Given problem - Copy the line with "Q: Point out each instance of the white sponsor" and all lines following it through the last line of the entries, exactly as written.

====== Supplied information

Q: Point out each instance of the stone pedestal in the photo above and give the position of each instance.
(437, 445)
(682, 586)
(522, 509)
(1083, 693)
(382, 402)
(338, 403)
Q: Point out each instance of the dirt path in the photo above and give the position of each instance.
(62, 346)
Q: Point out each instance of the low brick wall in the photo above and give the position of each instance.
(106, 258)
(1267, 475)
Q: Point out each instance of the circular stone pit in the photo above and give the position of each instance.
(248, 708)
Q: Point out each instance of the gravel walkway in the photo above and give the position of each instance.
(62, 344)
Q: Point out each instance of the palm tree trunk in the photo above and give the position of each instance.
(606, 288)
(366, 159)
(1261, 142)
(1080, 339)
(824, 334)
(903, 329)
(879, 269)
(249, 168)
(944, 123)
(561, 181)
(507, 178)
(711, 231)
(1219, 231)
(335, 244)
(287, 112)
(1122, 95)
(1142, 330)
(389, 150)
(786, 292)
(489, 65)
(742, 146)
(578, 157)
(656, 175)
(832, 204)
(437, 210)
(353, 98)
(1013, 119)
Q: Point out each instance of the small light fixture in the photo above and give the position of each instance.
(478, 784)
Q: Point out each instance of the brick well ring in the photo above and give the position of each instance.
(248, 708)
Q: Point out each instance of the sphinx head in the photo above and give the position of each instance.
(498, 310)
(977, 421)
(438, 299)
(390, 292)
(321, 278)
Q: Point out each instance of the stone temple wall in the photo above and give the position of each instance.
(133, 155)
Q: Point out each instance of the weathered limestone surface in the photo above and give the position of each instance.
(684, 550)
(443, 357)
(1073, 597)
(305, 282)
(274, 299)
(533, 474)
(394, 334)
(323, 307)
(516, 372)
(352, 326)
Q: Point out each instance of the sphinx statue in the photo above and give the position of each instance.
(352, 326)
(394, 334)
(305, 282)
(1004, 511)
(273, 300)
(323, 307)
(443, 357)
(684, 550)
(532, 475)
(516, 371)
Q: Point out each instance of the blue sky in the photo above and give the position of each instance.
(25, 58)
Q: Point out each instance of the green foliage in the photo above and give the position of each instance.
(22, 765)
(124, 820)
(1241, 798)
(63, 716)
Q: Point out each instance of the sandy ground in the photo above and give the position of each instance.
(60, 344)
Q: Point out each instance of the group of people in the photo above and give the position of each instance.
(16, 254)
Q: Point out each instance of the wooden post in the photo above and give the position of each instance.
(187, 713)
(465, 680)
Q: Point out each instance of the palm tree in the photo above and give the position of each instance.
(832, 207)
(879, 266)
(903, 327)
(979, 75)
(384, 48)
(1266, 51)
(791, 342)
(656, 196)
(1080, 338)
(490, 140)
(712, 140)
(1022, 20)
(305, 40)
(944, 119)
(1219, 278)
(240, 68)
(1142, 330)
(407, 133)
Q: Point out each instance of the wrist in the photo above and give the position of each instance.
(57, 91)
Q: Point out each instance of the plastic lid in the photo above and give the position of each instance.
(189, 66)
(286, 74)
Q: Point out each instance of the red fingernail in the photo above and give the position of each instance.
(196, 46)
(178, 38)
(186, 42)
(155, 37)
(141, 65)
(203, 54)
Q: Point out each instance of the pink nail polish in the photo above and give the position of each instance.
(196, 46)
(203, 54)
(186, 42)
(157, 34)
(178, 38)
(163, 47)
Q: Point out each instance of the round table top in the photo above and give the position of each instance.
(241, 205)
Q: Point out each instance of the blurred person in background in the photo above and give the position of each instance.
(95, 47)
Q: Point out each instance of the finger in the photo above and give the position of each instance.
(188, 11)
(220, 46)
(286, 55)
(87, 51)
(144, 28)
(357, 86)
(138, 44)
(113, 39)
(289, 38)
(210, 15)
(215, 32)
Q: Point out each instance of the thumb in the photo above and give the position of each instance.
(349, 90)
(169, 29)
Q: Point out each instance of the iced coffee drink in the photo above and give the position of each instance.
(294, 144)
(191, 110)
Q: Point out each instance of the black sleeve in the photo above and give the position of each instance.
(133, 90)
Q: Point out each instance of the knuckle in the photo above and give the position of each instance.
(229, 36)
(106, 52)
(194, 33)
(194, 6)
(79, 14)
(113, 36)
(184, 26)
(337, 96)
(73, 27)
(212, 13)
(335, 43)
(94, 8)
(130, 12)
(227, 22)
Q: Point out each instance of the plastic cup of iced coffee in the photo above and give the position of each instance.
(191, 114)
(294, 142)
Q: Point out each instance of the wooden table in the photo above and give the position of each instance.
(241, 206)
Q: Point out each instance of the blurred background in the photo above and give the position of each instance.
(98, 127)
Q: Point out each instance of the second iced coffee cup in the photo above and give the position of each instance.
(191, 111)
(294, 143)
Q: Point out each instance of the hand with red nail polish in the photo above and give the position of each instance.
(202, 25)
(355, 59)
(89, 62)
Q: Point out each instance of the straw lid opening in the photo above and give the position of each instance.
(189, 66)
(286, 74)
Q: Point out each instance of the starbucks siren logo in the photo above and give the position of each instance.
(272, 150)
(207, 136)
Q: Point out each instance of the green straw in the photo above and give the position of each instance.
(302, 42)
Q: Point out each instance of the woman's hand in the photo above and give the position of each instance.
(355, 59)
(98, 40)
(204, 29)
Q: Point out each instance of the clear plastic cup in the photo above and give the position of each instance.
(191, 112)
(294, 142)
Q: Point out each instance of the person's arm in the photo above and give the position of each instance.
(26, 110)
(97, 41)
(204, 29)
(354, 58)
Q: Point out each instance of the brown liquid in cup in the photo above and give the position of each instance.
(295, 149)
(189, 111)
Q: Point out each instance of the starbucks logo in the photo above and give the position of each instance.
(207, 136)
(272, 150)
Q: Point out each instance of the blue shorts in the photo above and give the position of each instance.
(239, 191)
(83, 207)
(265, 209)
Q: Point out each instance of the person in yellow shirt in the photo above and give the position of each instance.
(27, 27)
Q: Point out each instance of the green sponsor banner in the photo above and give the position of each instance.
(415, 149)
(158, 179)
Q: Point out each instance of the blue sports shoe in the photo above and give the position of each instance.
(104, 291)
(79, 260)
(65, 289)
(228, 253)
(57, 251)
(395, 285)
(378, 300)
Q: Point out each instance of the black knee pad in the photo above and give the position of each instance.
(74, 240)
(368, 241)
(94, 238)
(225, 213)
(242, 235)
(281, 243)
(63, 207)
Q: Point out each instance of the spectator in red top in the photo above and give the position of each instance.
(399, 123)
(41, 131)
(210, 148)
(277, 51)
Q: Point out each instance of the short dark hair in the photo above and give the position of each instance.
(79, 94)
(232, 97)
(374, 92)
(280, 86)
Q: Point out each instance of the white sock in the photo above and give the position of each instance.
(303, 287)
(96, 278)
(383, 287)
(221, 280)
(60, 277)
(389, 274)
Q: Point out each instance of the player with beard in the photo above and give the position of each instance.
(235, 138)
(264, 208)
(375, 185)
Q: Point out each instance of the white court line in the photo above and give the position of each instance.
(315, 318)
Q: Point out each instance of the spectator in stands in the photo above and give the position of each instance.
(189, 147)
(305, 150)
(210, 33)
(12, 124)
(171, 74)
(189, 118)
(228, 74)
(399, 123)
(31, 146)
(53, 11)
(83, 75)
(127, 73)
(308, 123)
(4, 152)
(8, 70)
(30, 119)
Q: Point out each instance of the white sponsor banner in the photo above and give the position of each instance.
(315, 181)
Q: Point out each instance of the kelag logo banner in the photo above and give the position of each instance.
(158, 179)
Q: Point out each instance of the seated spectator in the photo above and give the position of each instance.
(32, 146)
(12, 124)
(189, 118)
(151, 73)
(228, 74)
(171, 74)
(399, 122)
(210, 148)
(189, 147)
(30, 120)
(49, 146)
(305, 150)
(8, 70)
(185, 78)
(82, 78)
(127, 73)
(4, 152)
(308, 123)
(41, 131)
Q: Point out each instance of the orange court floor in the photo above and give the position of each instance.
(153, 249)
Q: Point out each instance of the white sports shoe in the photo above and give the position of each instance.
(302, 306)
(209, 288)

============

Complete response -
Q: Point out each instance of the white sponsor banner in the photo above and give the position of each instance.
(315, 181)
Q: Point out each instance of the kelag logo banner in the photo above and give the position of each instance.
(158, 179)
Q: Point out each instance of the seated spectator in the photo above and give the position of each instance.
(32, 146)
(12, 124)
(189, 118)
(151, 73)
(228, 74)
(171, 74)
(399, 122)
(210, 148)
(189, 147)
(30, 120)
(49, 146)
(305, 150)
(8, 70)
(185, 78)
(82, 78)
(127, 73)
(4, 152)
(308, 123)
(41, 131)
Q: Point out each instance of the orange court floor in the photo above and give the position of each instance.
(153, 249)
Q: Point out each instance of the white sports shoe in the photo above and give the position of each instance.
(302, 306)
(209, 288)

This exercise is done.